# [Source text]
────────────────────────────────────────

# Inconsistent Confidence issues



## Brad Doerle (Nov 8, 2010)

Has anyone ever seen a dog that was inconsistent with their bite and OB confidence?

I have an 8 month old female white GSD who has mostly excelled in OB and has a good bite of play and pray drive, she doesn't have a working dog pedigree. I can play with rags and jute pillows with her just fine, a helper can crack whips near her and it doesn't scare her. She assumes a playfull posture around pretty much every other dog she comes across. Some people she is a little shy of if approached too quickly and will bark at smaller kids when they approach too fast, but will quickly change demeanor once she has sniffed them out. I almost never catch her tail between her legs when approached, but sometimes her hair stands on end.

As for barking, its very occassional and if I praise her for it she stops. Rarely will she let out more than 1-2 barks and has only ever barked at the field once. maybe a handfull of time on the street. Overall she is just quiet.

I've recently started to slowly transition to eCollar and even on low settings (15ish on a dogtra) she SOMETIMES drops her head and will try to stand between my legs, or slow her pace. I've had my trainer help with some of my own personal timing issues. And if I nick her more than once or twice she is pretty much done for the session.

Overall I think she should should do well with getting a BH, but don't think shes got the drive to do a SCH. I'm ok with her getting a SCH even with a very gamey feel to it, as this is my first time training a dog for the sport. She is still not fixed at this point and hasn't gone through her first heat cycle.

I'm just curious if anyone notices any drastic changes after the first heat or second heat cycle that would lend to more assertive behavior?


----------



## Maren Bell Jones (Jun 7, 2006)

How can an 8 month old "mostly excel" in obedience already? I'm all for teaching puppies, but... :-s If she's going out of drive with a mild e-collar correction, you probably shouldn't be using an e-collar on her. It's not the right tool for every dog and every situation. And if you're new to training, think more about how to motivate your dog to get her something right rather than how to punish her when she does something "wrong" (which, as a pup, she may just straight up not know how to do).


----------



## maggie fraser (May 30, 2008)

I love this forum . Looking forward to more replies.


----------



## Brad Doerle (Nov 8, 2010)

Maren Bell Jones said:


> How can an 8 month old "mostly excel" in obedience already? I'm all for teaching puppies, but... :-s If she's going out of drive with a mild e-collar correction, you probably shouldn't be using an e-collar on her. It's not the right tool for every dog and every situation. And if you're new to training, think more about how to motivate your dog to get her something right rather than how to punish her when she does something "wrong" (which, as a pup, she may just straight up not know how to do).


Thanks for your reponse. Agreed the eCollar may not be the right incentive, and I may be more ambitious than what she is able to give at this point. I won't pretend that might not be the case.
There is a lot of positive reinforcement still and she funcationally knows her commands. She is great at the focused heeling and the recalls. All of this is 8-10 sessions. Other sessions she just wants to be a puppy and will stray mentally from working.

────────────────────────────────────────

# [Records for this task]
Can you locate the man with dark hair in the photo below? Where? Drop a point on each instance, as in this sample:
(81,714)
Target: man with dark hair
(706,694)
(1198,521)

────────────────────────────────────────

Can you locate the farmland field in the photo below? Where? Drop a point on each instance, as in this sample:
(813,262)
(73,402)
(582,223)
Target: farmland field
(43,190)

────────────────────────────────────────

# [Directions]
1: Rewrite the forum thread about the dog's confidence, starting with "I'm just curious" and going on through "(Jun 7, 2006)", with "assertive" changed to "confident".
2: Collect each line of the records that contains the string "Target", matching its case exactly.

# [In response]
1:
I'm just curious if anyone notices any drastic changes after the first heat or second heat cycle that would lend to more confident behavior?


----------



## Maren Bell Jones (Jun 7, 2006)

2:
Target: man with dark hair
Target: farmland field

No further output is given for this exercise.